Listed entries
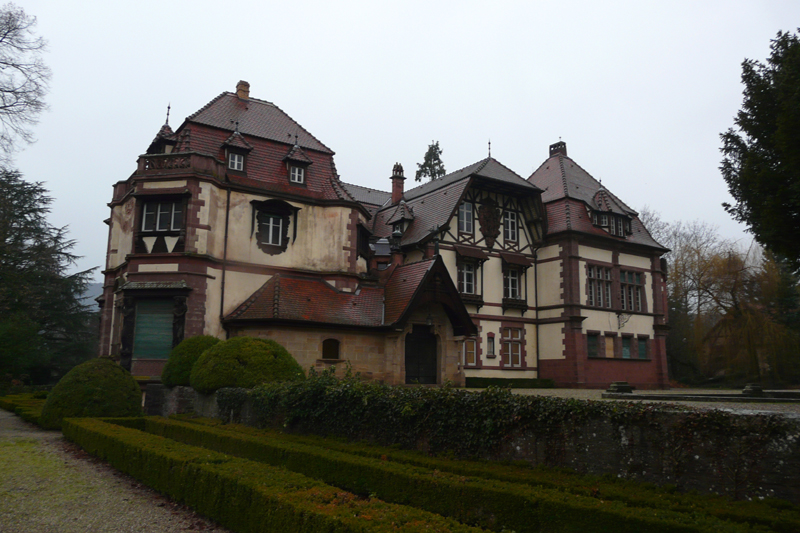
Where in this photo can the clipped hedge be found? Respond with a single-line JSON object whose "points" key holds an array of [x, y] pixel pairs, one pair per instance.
{"points": [[243, 362], [182, 359], [487, 503], [777, 515], [243, 495]]}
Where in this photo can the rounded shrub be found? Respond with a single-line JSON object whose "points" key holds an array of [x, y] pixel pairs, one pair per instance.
{"points": [[183, 357], [98, 387], [244, 362]]}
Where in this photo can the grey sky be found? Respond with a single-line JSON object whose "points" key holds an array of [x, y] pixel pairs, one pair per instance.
{"points": [[639, 91]]}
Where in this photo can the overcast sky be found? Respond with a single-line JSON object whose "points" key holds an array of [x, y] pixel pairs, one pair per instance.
{"points": [[639, 91]]}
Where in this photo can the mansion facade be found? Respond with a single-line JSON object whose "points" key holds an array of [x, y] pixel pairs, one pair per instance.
{"points": [[237, 223]]}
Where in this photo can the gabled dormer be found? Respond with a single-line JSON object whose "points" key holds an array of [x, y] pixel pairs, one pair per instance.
{"points": [[297, 163], [402, 217], [236, 151]]}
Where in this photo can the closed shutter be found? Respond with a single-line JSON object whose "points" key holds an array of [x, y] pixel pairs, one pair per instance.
{"points": [[153, 331]]}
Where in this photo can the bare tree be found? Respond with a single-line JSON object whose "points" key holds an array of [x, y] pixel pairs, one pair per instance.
{"points": [[23, 79]]}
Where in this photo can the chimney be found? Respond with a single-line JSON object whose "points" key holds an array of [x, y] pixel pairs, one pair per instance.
{"points": [[397, 183], [243, 90], [558, 148]]}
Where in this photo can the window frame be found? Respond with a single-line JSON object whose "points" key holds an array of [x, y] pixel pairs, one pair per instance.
{"points": [[466, 218], [236, 161], [510, 226]]}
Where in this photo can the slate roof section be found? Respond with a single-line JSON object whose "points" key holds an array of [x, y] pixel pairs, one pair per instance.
{"points": [[256, 118], [238, 141], [365, 195], [312, 300], [569, 190]]}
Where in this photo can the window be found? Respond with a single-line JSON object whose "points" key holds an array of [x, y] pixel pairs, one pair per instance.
{"points": [[512, 347], [162, 216], [466, 278], [630, 290], [626, 347], [235, 161], [330, 349], [592, 342], [271, 221], [598, 286], [469, 353], [642, 347], [297, 174], [465, 218], [511, 284], [510, 226]]}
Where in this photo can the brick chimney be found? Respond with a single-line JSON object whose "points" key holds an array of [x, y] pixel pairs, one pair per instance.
{"points": [[397, 183], [558, 148], [243, 90]]}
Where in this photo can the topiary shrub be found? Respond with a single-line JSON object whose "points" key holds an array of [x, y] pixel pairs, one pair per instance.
{"points": [[98, 387], [183, 357], [243, 362]]}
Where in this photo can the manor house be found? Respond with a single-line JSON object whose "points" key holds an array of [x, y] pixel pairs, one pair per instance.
{"points": [[237, 223]]}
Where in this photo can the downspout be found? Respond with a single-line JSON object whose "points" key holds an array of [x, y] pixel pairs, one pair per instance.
{"points": [[225, 261], [536, 303]]}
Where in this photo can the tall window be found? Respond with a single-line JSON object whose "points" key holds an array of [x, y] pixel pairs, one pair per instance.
{"points": [[598, 286], [297, 174], [465, 218], [466, 278], [469, 353], [512, 347], [630, 290], [510, 226], [162, 216], [235, 161], [511, 284], [271, 229]]}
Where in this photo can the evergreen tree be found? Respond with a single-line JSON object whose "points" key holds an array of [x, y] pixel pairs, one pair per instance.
{"points": [[432, 166], [761, 161], [45, 328]]}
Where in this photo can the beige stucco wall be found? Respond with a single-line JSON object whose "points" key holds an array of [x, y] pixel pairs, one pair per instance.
{"points": [[552, 340]]}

Exercise goal
Edit every one of the records above so that "photo" becomes "image" and everything else stays the same. Leave the pictures out.

Correct output
Where in this image can the clipped hedge be found? Respond with a single-line JSON object whose "points" key holds an array of [x, y] pixel pairs, one pair per instance.
{"points": [[243, 362], [182, 359], [487, 503], [777, 515], [243, 495]]}
Where in this image can the rounded shrub be found? Respond with a single-line JSON object whose "points" key holds an array of [x, y] pixel pairs, one pair per instance.
{"points": [[183, 357], [98, 387], [244, 362]]}
Where in this image can the grey sky be found? Respond with a single-line JSON object whose "points" key holds an array of [x, y] pixel pairs, one pair per instance.
{"points": [[639, 91]]}
Where in this image can the overcast sky be found? Respond with a single-line JSON object whose "points" key holds an array of [x, y] pixel pairs, one pair per instance.
{"points": [[639, 91]]}
Where in this image can the mansion facade be found? Respond with a single-line JSON object whose "points" key holds an array of [x, y] pixel pairs, one pair per instance.
{"points": [[237, 223]]}
Where in this image can the gabled dormer be found? Respond with a single-line JSON object whose "points" key holds an array of [x, y] pixel pairs, one pair per instance.
{"points": [[297, 163], [402, 217], [236, 151]]}
Where in this image can the closed shutter be found? Respond with a single-line JSON object whose "points" key holds an array of [x, y] pixel pairs, one pair per instance.
{"points": [[153, 331]]}
Where in this image can the bare tree be found? Respond with a single-line JSON object whose "points" key holds an array of [x, y] pixel pairs, one pair per instance.
{"points": [[23, 79]]}
Where in this image can the chimney be found? Respond with a single-line JSON object whose "points" key holds an array of [x, y] pixel pairs, one pair per instance.
{"points": [[397, 183], [243, 90], [558, 148]]}
Where in this image can the window frame be found? Respond with a single-line JSON object whose "points" key holds an array of [x, y] pixel pairs, one pair per instance.
{"points": [[466, 218], [236, 161], [510, 226]]}
Where in this image can the slate roof section be found? Respond with a single-line JSON object whose "points" key holds an array of [x, y] pixel pairs, one pair per instance.
{"points": [[256, 118], [238, 141], [365, 195], [312, 300], [569, 190]]}
Where in this image can the window be found? Respond with a single-line JSON object whose "points" key holds an array of [x, y] pixel pairs, one pair per instance.
{"points": [[512, 347], [162, 216], [466, 278], [630, 290], [626, 347], [235, 161], [330, 349], [592, 342], [271, 221], [598, 286], [469, 353], [642, 347], [297, 174], [465, 218], [511, 284], [510, 226]]}
Where in this image can the brick chimney be found? Respond with a single-line JSON object whose "points" key holds an array of [x, y] pixel pairs, one pair per instance.
{"points": [[397, 183], [558, 148], [243, 90]]}
Where in this image can the topiary shrub be found? Respond with a single-line JSON object whose "points" key holds an array of [x, y] pixel pairs, one pair per instance.
{"points": [[98, 387], [183, 357], [243, 362]]}
Where in this image can the manor house be found? Respond with a single-line JSON object whose "points" key holds an array of [x, y] pixel pairs, one pair per instance.
{"points": [[237, 223]]}
Where in this image can the downspout be found? Respond with a single-line JSON object whose "points" key holds an array of [x, y] pixel pairs, one pair per instance.
{"points": [[225, 261], [536, 303]]}
Where in this image can the tall window be found? Respond with a single-line JSON object whose "points" key holds an array of [x, y] pixel pairs, one pair per instance.
{"points": [[598, 286], [297, 174], [465, 218], [466, 278], [469, 353], [512, 347], [630, 290], [510, 226], [162, 216], [235, 161], [511, 284], [271, 229]]}
Where in this image can the evergreen tree be found? Respond with a single-line JSON object whose "points" key holds an array of [x, y] pixel pairs, one pair per instance.
{"points": [[432, 166], [761, 161], [45, 328]]}
Where in this image can the beige stucco wall be found? Respond with a single-line JSON object whose "points" key holds an array of [x, y] pixel pairs, one pair per instance.
{"points": [[552, 340]]}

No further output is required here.